— Start Stored rows —

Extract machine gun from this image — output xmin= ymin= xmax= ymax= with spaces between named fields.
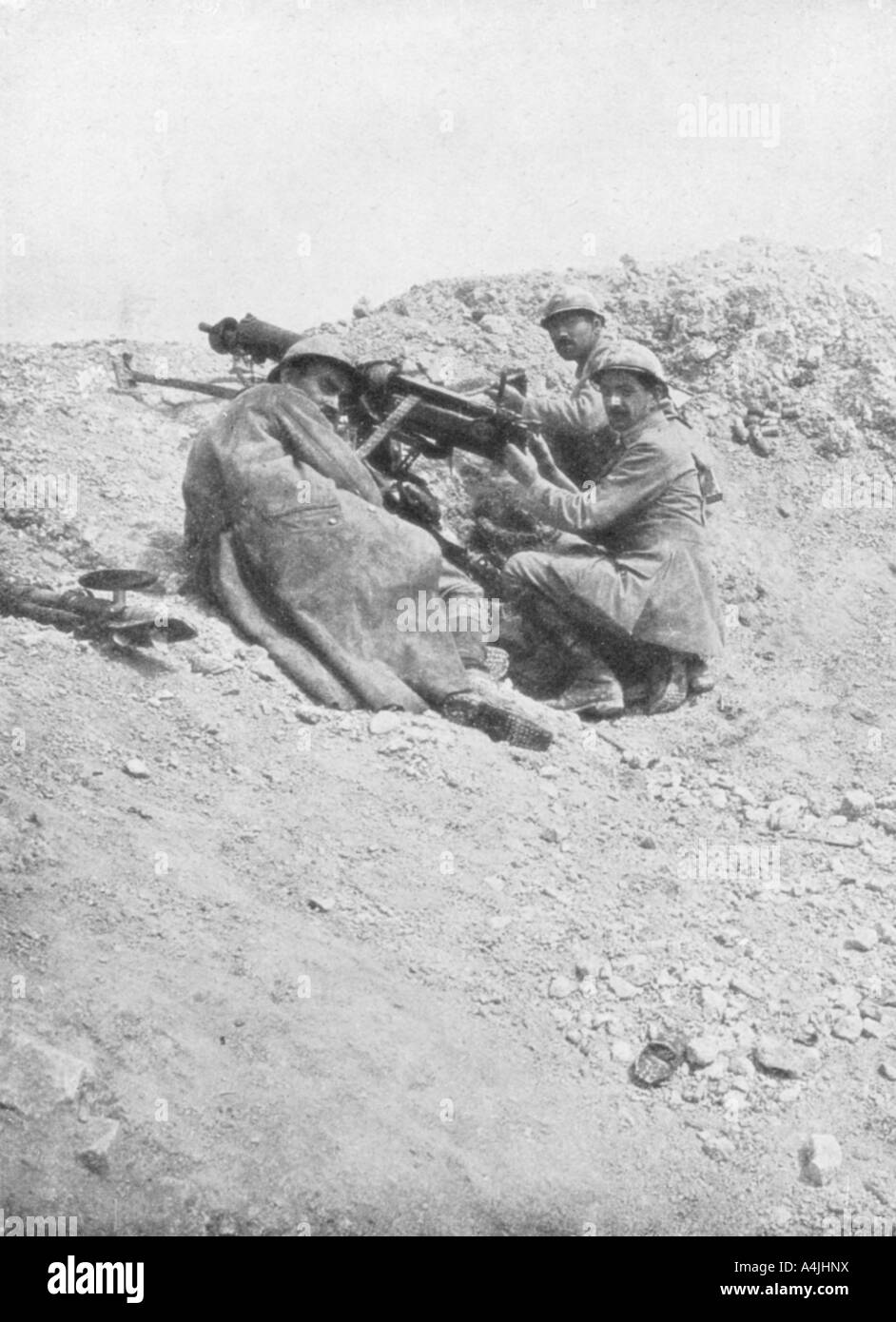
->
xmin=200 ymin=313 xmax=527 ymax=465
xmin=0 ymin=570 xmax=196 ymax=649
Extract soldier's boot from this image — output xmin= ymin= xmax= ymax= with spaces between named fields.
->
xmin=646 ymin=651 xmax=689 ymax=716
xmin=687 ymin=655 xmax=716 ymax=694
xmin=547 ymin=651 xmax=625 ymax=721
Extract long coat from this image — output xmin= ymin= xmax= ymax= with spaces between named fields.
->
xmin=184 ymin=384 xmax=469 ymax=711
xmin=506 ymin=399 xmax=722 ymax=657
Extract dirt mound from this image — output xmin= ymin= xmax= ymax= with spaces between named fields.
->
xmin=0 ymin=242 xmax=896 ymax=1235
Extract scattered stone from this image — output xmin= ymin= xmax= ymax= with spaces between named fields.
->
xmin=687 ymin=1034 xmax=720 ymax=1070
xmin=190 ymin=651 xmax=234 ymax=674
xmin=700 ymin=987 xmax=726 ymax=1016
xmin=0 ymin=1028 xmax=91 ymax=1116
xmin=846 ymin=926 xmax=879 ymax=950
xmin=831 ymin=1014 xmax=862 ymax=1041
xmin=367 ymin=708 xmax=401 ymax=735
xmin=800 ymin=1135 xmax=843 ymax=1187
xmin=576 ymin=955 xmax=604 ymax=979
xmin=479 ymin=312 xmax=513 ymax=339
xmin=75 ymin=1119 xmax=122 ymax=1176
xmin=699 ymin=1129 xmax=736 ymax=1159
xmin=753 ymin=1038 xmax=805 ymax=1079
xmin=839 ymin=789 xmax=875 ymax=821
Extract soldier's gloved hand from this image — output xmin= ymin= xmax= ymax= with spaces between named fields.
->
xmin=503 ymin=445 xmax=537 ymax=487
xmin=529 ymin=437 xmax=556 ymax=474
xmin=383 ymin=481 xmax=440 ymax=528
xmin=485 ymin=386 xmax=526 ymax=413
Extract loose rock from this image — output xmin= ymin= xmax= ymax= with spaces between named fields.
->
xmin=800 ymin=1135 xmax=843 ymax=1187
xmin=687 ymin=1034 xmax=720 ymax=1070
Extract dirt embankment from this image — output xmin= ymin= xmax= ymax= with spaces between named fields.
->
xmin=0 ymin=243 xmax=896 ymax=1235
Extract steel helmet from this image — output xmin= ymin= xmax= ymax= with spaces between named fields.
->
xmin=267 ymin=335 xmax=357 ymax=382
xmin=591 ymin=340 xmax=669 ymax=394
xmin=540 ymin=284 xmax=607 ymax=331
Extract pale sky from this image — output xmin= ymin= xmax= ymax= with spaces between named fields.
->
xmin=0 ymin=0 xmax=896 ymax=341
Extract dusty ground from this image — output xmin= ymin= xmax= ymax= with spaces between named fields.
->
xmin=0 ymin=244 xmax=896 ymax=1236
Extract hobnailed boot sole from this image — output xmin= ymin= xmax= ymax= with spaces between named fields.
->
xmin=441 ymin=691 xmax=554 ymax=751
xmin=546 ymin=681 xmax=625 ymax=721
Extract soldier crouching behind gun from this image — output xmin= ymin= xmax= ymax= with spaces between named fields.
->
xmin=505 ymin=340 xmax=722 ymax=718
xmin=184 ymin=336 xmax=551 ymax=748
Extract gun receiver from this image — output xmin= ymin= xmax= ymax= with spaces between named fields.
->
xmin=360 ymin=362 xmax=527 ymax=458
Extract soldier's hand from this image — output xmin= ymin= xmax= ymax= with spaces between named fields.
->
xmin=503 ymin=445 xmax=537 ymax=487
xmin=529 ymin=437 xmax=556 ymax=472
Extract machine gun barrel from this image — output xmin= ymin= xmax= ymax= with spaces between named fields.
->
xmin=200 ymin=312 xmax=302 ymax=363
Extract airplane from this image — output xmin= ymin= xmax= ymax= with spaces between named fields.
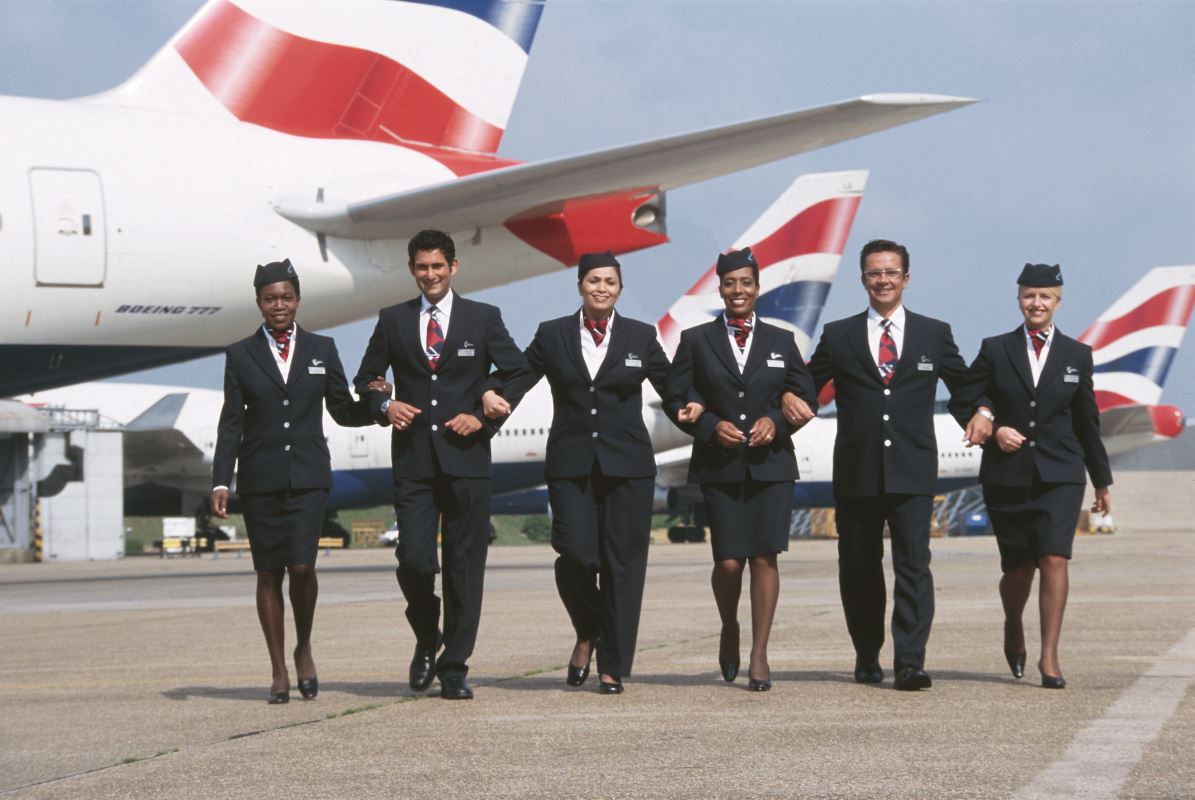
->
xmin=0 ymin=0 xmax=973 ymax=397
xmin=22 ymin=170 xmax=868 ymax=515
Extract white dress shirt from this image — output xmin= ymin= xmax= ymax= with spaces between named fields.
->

— End Stored rows —

Starting at the line containing "Extract airplane from" and ending at the last line of the records, rewrite those lines with "airplane" changed to "aircraft" and everything else unchanged. Omit the pictures from your output.

Extract aircraft from this image — output xmin= ymin= xmax= ymax= with spaces between named fields.
->
xmin=0 ymin=0 xmax=973 ymax=397
xmin=22 ymin=170 xmax=868 ymax=515
Extract white dress shirt from this image — output xmin= ymin= xmax= ymax= with spaces between named fields.
->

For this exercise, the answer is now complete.